* _Data for the task_
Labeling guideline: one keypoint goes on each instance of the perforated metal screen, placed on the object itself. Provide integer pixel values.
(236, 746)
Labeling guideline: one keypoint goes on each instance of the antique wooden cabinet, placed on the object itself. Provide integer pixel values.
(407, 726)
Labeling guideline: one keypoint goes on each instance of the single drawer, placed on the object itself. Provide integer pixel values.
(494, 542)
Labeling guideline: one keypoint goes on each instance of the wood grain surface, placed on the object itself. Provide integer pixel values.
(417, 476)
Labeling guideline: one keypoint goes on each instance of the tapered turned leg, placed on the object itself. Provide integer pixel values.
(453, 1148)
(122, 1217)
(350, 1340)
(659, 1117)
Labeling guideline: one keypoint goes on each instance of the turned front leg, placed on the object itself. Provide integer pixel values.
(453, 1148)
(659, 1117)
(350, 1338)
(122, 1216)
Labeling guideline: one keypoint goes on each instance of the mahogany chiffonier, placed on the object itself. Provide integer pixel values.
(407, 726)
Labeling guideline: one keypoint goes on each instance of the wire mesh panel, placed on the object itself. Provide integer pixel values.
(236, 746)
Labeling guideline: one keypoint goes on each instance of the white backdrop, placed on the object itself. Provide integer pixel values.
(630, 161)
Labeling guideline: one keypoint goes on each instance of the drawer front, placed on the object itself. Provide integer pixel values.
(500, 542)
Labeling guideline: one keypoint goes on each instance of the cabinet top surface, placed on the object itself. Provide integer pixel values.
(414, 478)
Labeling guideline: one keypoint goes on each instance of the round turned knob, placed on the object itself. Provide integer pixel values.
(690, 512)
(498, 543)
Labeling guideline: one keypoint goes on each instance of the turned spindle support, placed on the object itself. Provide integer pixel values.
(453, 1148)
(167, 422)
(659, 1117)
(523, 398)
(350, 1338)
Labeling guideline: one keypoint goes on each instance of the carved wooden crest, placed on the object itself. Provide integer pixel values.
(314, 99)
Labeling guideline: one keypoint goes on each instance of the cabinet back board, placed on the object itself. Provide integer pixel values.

* _Goal_
Repeat the records above in full, character for character.

* _Task answer_
Labeling guideline: one keypoint goes on each instance of the perforated metal screen, placed on the object itself. Provide integer pixel values.
(236, 746)
Labeling guideline: one keypoint goes on each instance of the antique wooden cabinet, placed on the object itself. Provide integer pixel values.
(407, 726)
Labeling guideline: one keypoint goes on each instance of the single drawer, placed on the object itself. Provide integer pixel values.
(494, 542)
Labeling guideline: one keypoint goes on each instance of the wood grain surface, placed on the object itself. Provide integer pixel values.
(417, 476)
Labeling guideline: one keypoint goes on each instance of the tapered turned leg, placed on the object itself. Provide integer pixel values.
(453, 1148)
(122, 1217)
(350, 1340)
(659, 1117)
Labeling guideline: one keypoint goes on each instance of the turned front leg, placed on the object itself. Provide integer pixel values.
(453, 1148)
(659, 1117)
(350, 1338)
(122, 1216)
Labeling guideline: one keypoint goes on each instance of the mahogany chiffonier, placed on the object itself. Provide integer pixel values.
(407, 726)
Labeling guideline: one keypoint goes on each instance of the wire mesh panel, placed on the object itself. Provide integer pixel values.
(236, 746)
Labeling guideline: one keypoint goes on each instance of the white backdrop, placed on the object itself. Provide integer pixel values.
(630, 161)
Labeling guideline: one keypoint goes on each instance of the drawer front, placed on the object itself. Provide integer pixel values.
(500, 542)
Labeling guideline: one keypoint goes on each instance of the cabinet top surface, placed on the object itself. Provide integer pixel values.
(414, 478)
Labeling guideline: one keypoint goes on each instance of the round turned knob, placed on the object itself. Provide integer pixel values.
(690, 512)
(498, 543)
Labeling guideline: one keypoint goes on each instance of the turned spindle support, placed on the object itself. Provide integer pixel values.
(453, 1148)
(167, 422)
(659, 1117)
(523, 398)
(350, 1338)
Labeling guideline: one keypoint goes on each instance of the carved wooden crest, placed on the object itself. Provide integer pixel values.
(314, 99)
Labeling guideline: one keypoint goes on each instance of the cabinet back board, placed on the object itself. Provide integer pixel values.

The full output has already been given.